Task to complete -> Reproduce the material below, substituting "locator" for each occurrence of "pointer" and keeping every other character the same.

━━ Material for this task

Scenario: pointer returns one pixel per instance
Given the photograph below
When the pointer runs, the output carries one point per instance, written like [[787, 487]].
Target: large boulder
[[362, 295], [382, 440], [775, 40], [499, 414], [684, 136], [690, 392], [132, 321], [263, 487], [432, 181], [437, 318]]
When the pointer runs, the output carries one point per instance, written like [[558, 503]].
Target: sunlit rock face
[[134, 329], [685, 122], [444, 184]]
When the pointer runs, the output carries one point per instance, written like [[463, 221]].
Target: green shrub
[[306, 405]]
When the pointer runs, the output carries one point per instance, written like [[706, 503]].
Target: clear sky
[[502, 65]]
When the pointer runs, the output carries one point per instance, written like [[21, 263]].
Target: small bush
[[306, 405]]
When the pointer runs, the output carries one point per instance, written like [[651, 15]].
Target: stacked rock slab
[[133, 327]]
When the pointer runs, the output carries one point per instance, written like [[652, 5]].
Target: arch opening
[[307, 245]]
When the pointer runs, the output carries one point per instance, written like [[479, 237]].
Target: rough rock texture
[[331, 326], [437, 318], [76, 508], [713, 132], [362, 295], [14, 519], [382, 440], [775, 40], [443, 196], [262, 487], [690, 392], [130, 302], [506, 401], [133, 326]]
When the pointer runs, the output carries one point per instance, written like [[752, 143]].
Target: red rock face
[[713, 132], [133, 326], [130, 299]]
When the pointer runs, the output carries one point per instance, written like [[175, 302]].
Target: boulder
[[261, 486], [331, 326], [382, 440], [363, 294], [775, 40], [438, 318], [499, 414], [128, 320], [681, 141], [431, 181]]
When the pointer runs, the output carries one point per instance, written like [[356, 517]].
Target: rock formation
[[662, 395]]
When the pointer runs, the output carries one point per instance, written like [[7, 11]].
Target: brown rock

━━━━

Full response ->
Scenario: locator returns one pixel per instance
Given the photograph below
When the locator runs, the output carries one point per instance, written like [[787, 487]].
Target: large boulder
[[362, 295], [382, 440], [775, 40], [499, 414], [684, 136], [690, 392], [132, 321], [263, 487], [432, 181], [437, 318]]
When the locator runs, the output carries one point per instance, written like [[558, 503]].
Target: sunlit rock face
[[134, 329], [685, 122], [444, 184]]
When the locator runs, the output carries one point per instance, written like [[463, 221]].
Target: green shrub
[[306, 405]]
When the locator runs, the output carries one point per instance, written like [[706, 503]].
Target: clear sky
[[502, 65]]
When the locator runs, the output carries one point per instance, written like [[21, 263]].
Target: small bush
[[306, 405]]
When the locator runs, the output carries one point per instance, written like [[651, 15]].
Target: stacked rock slab
[[133, 327]]
When the locator runs, the output carries one point per instance, written like [[652, 5]].
Target: arch opening
[[307, 245]]
When the locator runs, the output carries one point per instance, written like [[479, 237]].
Target: rough rock texture
[[331, 326], [437, 318], [76, 508], [713, 132], [362, 295], [14, 519], [382, 440], [775, 40], [443, 196], [262, 487], [690, 392], [130, 302], [506, 401], [133, 326]]
When the locator runs, the output carries one point per instance, written like [[752, 143]].
Target: red rock face
[[713, 132], [133, 326], [130, 299]]
When the locator runs, the output carries one point per instance, written like [[175, 302]].
Target: boulder
[[261, 486], [331, 326], [382, 440], [363, 294], [775, 40], [438, 318], [499, 414], [128, 320], [681, 141], [431, 181]]
When the locator runs, the output carries one point per instance, written like [[356, 517]].
Target: rock formation
[[662, 395]]
When the locator runs, the output carries one point per instance, written like [[7, 11]].
Target: brown rock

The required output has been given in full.